- _Requirement_: Could you copy the records below word for word, starting at the line containing "class is: man" and continuing through the line containing "[207, 60, 219, 99]", with both of those lines included and any pictures left out?

- _Input material_:
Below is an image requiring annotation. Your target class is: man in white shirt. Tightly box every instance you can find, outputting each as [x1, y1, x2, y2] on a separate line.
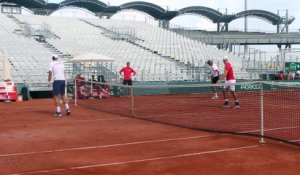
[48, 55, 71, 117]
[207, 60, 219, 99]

==

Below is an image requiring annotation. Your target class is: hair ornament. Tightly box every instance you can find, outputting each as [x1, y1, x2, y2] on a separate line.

==

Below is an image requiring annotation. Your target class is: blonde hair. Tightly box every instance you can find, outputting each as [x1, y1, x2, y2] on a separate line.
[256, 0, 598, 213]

- _The solution_:
Below is an image requiring annotation. Your target class is: man in white shirt. Tightly box every instance you can find, outputting each as [x1, y1, x2, y2] on a separate line.
[48, 55, 71, 117]
[207, 60, 219, 99]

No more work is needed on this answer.